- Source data
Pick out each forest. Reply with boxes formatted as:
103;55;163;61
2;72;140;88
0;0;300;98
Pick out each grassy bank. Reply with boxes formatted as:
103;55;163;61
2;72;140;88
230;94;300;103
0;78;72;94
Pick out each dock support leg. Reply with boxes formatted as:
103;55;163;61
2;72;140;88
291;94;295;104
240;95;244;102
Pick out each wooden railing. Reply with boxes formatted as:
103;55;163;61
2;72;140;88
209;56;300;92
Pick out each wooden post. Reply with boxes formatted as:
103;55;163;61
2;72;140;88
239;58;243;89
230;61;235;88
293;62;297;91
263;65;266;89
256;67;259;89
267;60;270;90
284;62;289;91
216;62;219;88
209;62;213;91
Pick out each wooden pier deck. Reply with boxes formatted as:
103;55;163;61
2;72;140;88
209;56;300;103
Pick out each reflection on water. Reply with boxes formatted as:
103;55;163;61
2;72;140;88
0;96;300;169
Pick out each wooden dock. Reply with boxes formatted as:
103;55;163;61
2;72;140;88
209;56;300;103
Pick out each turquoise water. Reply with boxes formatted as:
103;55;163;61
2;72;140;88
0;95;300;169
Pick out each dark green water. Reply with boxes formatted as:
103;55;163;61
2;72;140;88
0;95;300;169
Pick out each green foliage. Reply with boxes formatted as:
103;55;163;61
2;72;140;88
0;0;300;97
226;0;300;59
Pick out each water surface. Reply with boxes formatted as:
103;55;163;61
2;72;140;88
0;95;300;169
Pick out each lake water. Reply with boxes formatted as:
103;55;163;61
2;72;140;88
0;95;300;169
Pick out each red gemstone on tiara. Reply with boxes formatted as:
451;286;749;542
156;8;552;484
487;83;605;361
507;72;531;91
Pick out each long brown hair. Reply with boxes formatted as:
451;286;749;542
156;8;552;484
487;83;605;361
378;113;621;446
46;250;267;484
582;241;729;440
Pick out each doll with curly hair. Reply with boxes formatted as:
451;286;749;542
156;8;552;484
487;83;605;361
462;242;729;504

- Problem statement
Report every line of the entries above that contains the word "water", matching case exactly.

- Exercise solution
Pick out each reflection on water. Reply with boxes formatted as:
Pick out each turquoise water. Reply with boxes formatted as:
Pick out each dark green water. Reply with boxes formatted as:
Pick out each water surface. Reply with boxes formatted as:
Pick out each lake water. Reply with boxes formatted as:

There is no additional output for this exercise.